- _RUMUSAN SOAL 1_: Tuliskan ulang secara persis sebagian artikel tentang bank sampah Badegan: awali pada kata-kata yang memuat "Sumber:Suara Merdeka - 07" dan akhiri setelah "bisa membuang seenaknya.".
- _RUMUSAN SOAL 2_: Menurut artikel tentang bank sampah Badegan, apa yang dibuat warga Badegan, Bantul, sebagai tempat pengumpulan sampah?

- _TEKS YANG DIBERIKAN_:
+++
Warga Badegan Simpan Sampah di Bank Gemah Ripah

Sumber:Suara Merdeka - 07 Agustus 2008
Kategori:Sampah Luar Jakarta

SAMPAH menjadi persoalan serius di negeri ini. Tidak hanya di lingkungan perkotaan namun juga di pinggiran, pedesaan. Bahkan di sana biasanya juga memprihatinkan karena orang membuang sampah sembarangan dengan dalih masih ada  tempat luas atau sungai, jadi masih bisa membuang seenaknya.

Namun kalau yang dibuang tidak terurai alias tak bisa membusuk, polusi akan berlangsung sepanjang masa. Malah bisa berdampak berbahaya bagi kesehatan lingkungan seperti misalnya limbah yang mengandung bahan kimia. Kondisi inilah yang mendorong warga Badegan, Bantul berinisiatif membuat bank sampah sebagai tempat pengumpulan sampah.
+++
Catatan penempatan titik
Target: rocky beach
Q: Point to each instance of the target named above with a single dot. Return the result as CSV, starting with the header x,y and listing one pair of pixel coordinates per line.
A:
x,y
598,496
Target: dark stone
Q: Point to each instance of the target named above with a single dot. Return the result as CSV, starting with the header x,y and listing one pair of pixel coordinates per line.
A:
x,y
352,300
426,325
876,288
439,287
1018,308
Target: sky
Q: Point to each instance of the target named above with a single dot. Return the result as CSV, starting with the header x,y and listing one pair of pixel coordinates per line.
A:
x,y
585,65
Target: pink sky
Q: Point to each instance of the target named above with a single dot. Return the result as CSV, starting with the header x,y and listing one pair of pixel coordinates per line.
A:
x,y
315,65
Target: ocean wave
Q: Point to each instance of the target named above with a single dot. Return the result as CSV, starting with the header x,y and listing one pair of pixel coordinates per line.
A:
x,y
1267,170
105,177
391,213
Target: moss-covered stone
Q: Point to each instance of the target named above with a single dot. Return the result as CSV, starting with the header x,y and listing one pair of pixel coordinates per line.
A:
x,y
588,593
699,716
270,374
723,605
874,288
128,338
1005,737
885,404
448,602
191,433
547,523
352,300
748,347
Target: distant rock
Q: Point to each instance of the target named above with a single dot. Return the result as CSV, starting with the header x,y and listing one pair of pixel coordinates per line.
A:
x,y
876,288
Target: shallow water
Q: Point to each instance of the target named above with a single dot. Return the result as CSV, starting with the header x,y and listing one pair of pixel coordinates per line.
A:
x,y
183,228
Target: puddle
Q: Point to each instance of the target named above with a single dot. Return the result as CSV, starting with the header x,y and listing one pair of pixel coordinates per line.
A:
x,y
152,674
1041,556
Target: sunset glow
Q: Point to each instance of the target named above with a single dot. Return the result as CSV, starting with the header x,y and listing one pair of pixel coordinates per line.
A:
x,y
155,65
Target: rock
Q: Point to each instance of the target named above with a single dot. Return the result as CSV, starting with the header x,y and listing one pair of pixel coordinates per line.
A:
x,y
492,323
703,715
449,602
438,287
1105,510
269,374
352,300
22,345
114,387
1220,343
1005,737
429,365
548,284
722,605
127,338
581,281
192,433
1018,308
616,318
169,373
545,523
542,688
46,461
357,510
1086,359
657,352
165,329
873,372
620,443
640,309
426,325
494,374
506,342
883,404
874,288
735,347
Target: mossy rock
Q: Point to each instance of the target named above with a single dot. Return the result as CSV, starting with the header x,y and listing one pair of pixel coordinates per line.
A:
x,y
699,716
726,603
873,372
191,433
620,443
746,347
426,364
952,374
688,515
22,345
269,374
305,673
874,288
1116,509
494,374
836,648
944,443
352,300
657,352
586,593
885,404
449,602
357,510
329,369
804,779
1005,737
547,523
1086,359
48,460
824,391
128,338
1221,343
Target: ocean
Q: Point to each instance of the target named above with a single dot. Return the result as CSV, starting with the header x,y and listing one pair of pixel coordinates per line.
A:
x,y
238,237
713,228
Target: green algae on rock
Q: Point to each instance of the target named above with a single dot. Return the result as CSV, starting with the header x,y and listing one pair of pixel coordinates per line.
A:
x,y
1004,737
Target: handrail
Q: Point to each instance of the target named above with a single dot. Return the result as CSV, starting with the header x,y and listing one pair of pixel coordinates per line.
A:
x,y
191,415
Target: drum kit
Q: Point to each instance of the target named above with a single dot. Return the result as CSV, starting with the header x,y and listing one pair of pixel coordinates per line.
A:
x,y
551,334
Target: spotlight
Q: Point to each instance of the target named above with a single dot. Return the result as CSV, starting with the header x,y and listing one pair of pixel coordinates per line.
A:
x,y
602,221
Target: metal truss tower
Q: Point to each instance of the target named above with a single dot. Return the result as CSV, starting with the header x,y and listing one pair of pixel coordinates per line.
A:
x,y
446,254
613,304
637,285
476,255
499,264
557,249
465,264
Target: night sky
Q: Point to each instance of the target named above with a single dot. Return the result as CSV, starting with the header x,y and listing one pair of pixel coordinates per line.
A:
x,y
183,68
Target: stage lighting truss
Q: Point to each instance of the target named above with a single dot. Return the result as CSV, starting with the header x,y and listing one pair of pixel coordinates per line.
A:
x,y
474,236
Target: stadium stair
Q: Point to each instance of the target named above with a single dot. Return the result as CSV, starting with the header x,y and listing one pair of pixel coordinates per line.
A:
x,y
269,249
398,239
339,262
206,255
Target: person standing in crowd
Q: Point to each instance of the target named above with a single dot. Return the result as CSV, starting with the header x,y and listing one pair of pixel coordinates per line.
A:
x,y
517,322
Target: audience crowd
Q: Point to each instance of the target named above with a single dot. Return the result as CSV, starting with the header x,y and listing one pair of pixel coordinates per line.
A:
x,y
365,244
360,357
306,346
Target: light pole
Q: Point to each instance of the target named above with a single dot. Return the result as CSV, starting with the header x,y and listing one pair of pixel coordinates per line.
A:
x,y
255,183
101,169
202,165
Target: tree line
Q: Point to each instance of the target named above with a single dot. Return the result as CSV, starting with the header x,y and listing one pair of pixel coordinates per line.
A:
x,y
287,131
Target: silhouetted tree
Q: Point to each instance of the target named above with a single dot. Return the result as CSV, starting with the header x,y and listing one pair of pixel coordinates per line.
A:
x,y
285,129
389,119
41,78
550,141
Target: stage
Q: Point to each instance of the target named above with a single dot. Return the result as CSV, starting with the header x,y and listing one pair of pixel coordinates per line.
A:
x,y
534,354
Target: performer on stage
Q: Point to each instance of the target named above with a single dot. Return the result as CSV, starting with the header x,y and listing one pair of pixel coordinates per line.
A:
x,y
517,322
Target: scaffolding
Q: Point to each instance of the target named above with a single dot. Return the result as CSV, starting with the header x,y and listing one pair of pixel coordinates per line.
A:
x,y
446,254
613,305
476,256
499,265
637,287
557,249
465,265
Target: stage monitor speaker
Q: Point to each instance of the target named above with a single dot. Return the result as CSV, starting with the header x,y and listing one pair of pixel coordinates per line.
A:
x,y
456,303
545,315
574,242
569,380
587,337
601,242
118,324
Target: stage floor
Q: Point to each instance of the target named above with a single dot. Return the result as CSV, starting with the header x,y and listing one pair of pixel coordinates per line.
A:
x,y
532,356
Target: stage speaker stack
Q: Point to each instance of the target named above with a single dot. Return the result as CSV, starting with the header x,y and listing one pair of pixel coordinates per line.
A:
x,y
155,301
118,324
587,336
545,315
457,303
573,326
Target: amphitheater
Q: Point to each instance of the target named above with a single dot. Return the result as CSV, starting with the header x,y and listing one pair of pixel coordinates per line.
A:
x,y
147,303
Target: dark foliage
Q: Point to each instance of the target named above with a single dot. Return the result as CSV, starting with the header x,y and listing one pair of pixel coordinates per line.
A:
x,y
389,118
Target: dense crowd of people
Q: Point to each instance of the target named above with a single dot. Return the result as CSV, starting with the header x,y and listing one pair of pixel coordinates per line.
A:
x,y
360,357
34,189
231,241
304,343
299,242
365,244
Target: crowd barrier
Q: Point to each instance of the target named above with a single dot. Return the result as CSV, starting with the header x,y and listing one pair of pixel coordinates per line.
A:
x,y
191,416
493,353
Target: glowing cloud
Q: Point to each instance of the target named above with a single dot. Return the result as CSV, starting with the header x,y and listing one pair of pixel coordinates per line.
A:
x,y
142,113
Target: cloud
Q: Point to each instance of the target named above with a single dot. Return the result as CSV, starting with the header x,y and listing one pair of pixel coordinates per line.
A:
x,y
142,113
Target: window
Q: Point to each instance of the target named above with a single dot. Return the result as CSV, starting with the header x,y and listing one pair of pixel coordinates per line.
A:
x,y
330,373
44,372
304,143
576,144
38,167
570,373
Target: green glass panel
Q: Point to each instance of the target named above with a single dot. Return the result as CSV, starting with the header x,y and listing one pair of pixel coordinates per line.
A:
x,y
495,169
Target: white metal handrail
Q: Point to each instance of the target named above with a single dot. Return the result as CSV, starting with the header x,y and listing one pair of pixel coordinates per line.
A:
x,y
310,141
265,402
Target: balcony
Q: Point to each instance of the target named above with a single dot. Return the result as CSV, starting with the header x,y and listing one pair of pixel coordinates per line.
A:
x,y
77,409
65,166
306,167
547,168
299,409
+++
- _KELUARAN LENGKAP 1_:
Sumber:Suara Merdeka - 07 Agustus 2008
Kategori:Sampah Luar Jakarta

SAMPAH menjadi persoalan serius di negeri ini. Tidak hanya di lingkungan perkotaan namun juga di pinggiran, pedesaan. Bahkan di sana biasanya juga memprihatinkan karena orang membuang sampah sembarangan dengan dalih masih ada  tempat luas atau sungai, jadi masih bisa membuang seenaknya.

- _KELUARAN LENGKAP 2_: Bank sampah.